List each line in the entries below that contains the word "scarf", reproducing those lines in full.
▬▬▬▬▬▬
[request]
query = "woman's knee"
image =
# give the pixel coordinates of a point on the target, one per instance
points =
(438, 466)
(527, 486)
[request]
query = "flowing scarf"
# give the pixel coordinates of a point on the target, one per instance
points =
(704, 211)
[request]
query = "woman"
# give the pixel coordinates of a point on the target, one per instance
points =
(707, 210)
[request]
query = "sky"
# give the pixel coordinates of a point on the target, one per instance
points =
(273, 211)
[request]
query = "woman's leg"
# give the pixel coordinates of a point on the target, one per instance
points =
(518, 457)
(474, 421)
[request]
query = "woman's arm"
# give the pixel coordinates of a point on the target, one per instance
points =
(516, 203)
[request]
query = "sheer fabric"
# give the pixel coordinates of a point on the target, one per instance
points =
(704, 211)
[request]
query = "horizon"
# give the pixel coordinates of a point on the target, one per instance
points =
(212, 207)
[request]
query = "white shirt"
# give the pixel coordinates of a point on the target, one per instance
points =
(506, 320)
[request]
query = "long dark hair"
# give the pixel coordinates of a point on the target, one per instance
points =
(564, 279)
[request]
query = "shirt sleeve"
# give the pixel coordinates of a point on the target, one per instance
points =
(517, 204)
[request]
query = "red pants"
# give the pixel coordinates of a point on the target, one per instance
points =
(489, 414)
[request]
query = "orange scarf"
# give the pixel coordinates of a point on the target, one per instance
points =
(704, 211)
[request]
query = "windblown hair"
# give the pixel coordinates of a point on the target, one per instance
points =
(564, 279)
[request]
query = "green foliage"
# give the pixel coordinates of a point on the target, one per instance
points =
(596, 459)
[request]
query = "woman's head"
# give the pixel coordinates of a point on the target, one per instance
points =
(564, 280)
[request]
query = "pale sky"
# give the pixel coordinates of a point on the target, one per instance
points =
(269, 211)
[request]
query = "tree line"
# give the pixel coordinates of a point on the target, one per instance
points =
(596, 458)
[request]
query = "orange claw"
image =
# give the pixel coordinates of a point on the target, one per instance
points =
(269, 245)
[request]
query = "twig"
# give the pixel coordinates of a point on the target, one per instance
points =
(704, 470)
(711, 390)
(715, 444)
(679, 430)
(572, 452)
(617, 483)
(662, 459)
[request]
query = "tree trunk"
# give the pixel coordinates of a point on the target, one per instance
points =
▬▬▬▬▬▬
- [EXERCISE RESULT]:
query = "flowing scarf"
query = "orange scarf"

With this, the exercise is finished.